** start Text provided **
Kaeser Compressors Inc v. Compressor & Pump Repair Services Inc
Filing
138
DECISION AND ORDER denying 122 Motion for Actual Attorney Fees; denying 128 Motion for Post Judgment Relief, signed by Judge William C Griesbach on 09/02/2011. See Decision and Order for full detail. (cc: all counsel) (Griesbach, William)
UNITED STATES DISTRICT COURT
EASTERN DISTRICT OF WISCONSIN
KAESER COMPRESSORS, INC.,
Plaintiff,
v.
Case No. 09-C-521
COMPRESSOR & PUMP REPAIR
SERVICES, INC.,
Defendant.
DECISION AND ORDER
Following a jury verdict and this Court’s entry of findings of fact and conclusions of law,
Plaintiff Kaeser Compressors, Inc. brought a motion seeking amendment of the judgment or,
alternatively, a new trial. Defendant CPR brought a motion seeking attorney’s fees and actual costs
under the Wisconsin Fair Dealership Act (WFDL). I address both motions herein.
** end Text provided **
** start Listing **
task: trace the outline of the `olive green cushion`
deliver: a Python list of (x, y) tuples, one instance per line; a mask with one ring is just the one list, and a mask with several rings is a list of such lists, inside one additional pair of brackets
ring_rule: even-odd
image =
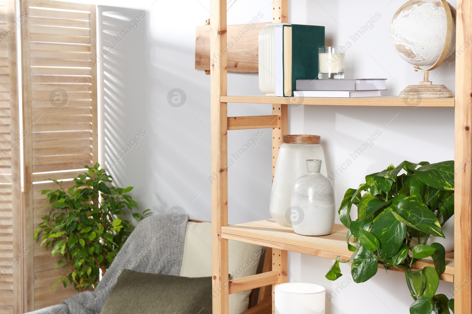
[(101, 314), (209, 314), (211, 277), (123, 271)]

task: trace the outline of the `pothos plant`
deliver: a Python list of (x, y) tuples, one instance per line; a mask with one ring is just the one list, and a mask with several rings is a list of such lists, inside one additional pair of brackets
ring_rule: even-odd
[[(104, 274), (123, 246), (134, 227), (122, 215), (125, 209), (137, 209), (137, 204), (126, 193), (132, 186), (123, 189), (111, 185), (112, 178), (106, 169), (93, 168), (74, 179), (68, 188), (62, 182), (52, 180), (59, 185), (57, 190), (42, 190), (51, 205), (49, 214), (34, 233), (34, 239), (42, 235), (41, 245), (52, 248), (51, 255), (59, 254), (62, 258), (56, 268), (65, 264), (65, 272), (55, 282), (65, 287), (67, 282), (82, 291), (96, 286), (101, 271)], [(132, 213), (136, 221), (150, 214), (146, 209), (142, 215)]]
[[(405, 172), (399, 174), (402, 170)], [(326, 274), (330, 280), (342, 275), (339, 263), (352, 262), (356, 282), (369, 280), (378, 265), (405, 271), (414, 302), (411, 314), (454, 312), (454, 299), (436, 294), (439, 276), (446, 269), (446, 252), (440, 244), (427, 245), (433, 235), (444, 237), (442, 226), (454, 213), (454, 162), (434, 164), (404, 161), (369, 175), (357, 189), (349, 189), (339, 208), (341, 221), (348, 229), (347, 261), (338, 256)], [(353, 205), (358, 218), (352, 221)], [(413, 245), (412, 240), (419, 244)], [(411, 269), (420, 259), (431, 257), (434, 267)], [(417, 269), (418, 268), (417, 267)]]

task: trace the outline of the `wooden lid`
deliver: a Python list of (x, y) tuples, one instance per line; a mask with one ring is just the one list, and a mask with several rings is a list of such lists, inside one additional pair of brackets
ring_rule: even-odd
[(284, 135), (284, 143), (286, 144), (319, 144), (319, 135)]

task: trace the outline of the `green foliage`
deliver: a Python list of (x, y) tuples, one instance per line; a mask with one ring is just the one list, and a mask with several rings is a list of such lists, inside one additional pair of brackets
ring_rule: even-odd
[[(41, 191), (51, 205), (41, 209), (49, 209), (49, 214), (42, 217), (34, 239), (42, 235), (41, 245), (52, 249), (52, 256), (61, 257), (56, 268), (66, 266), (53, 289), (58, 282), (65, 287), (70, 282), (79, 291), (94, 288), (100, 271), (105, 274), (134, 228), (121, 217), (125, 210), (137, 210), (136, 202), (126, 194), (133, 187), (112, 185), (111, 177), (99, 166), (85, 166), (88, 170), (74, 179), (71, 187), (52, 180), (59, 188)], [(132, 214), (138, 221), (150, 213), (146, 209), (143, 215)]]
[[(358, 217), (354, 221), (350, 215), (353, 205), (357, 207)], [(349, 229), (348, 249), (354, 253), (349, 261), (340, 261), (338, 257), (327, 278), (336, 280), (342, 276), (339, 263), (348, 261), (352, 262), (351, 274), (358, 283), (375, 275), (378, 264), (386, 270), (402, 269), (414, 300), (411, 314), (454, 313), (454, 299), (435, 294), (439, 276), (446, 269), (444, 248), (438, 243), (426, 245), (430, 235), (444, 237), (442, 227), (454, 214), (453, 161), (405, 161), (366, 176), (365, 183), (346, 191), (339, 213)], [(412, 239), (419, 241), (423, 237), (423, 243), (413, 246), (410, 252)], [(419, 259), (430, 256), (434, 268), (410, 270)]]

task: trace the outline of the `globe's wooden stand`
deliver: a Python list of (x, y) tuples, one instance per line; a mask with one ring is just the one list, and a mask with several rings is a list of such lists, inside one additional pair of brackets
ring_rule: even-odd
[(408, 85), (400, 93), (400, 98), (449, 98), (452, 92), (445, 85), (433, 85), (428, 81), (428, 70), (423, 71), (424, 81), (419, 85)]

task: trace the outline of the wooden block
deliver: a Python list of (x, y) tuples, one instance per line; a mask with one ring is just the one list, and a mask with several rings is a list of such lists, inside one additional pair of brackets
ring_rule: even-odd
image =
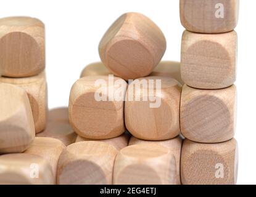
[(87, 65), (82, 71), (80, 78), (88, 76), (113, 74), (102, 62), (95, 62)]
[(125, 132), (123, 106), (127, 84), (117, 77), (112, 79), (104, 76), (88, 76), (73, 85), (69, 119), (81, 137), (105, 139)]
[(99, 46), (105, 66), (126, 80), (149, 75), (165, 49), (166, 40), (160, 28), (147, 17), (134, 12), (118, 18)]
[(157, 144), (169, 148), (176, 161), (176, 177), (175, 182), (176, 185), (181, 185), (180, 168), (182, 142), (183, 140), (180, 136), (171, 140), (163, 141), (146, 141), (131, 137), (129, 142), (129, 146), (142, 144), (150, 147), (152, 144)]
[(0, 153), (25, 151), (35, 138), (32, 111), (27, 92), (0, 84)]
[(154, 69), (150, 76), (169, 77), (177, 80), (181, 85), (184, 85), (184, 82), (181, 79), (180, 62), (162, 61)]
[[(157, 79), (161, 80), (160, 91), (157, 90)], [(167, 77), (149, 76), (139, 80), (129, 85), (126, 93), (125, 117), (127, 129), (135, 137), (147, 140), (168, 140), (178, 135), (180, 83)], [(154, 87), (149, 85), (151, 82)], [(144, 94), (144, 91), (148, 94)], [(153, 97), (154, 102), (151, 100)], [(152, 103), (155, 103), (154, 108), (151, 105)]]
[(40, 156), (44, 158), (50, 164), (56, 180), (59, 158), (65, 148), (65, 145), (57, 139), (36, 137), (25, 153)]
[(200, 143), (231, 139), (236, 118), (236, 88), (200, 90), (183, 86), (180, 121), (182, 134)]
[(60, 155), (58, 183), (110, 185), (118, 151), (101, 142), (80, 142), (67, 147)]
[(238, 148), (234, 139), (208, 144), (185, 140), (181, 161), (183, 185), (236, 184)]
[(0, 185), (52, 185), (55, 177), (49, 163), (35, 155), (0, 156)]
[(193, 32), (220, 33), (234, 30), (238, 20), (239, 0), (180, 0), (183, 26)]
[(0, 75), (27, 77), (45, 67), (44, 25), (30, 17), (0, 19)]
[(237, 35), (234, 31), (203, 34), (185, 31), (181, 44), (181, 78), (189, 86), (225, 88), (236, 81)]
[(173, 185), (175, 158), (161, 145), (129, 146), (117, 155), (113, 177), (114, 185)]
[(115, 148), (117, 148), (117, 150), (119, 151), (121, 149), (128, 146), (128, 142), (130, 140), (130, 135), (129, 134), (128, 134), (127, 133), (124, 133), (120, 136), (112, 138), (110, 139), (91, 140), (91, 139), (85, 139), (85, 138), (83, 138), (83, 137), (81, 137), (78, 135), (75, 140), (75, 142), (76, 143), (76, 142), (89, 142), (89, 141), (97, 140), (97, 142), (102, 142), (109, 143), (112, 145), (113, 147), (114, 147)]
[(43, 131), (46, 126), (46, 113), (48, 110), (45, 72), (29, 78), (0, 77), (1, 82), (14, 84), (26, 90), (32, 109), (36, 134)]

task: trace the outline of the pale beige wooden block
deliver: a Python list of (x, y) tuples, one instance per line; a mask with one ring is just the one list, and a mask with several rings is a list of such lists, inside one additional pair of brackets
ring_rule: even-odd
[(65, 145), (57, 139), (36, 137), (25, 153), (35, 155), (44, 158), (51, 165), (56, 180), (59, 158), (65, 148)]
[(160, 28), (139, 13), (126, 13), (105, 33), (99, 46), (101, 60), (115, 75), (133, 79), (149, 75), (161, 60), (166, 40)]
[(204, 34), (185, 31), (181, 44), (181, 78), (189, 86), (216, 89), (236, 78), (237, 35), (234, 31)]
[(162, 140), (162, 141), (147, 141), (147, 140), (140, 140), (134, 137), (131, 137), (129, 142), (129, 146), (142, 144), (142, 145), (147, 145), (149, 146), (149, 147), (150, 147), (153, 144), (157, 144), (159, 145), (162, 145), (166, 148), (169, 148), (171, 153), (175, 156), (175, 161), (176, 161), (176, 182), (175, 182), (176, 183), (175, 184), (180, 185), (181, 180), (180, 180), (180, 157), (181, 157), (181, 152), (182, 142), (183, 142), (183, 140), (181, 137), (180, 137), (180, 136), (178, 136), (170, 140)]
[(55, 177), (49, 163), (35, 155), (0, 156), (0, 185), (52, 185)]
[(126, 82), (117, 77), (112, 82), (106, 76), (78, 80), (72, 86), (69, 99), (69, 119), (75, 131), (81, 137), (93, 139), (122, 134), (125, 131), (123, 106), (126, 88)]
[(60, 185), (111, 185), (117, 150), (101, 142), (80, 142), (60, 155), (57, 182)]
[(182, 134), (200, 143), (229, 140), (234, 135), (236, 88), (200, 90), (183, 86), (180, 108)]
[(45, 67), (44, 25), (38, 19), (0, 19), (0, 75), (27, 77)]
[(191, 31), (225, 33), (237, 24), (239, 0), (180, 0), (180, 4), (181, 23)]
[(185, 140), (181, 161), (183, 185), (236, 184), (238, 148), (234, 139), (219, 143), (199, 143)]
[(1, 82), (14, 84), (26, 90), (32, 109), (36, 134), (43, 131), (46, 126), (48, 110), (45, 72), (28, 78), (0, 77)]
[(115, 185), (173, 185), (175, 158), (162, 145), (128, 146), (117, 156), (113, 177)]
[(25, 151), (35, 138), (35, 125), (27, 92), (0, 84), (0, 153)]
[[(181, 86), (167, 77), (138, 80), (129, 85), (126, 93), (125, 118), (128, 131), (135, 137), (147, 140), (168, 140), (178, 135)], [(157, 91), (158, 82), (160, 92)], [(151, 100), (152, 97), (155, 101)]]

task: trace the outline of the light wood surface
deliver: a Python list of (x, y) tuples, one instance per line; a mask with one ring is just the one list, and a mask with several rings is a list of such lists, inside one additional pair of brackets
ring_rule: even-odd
** end Listing **
To do:
(a) In the court decision, rewrite the passage from "Case No. 09-C-521" up to and including "both motions herein.", replacing "new trial" with "retrial".
(b) Translate the sentence "I address both motions herein." from the court decision into Spanish.
(c) According to the court decision, under which act did Defendant CPR seek attorney's fees and actual costs?

Problem solutions:
(a)
Case No. 09-C-521
COMPRESSOR & PUMP REPAIR
SERVICES, INC.,
Defendant.
DECISION AND ORDER
Following a jury verdict and this Court’s entry of findings of fact and conclusions of law,
Plaintiff Kaeser Compressors, Inc. brought a motion seeking amendment of the judgment or,
alternatively, a retrial. Defendant CPR brought a motion seeking attorney’s fees and actual costs
under the Wisconsin Fair Dealership Act (WFDL). I address both motions herein.

(b) Abordo ambas mociones en el presente documento.

(c) The Wisconsin Fair Dealership Act (WFDL).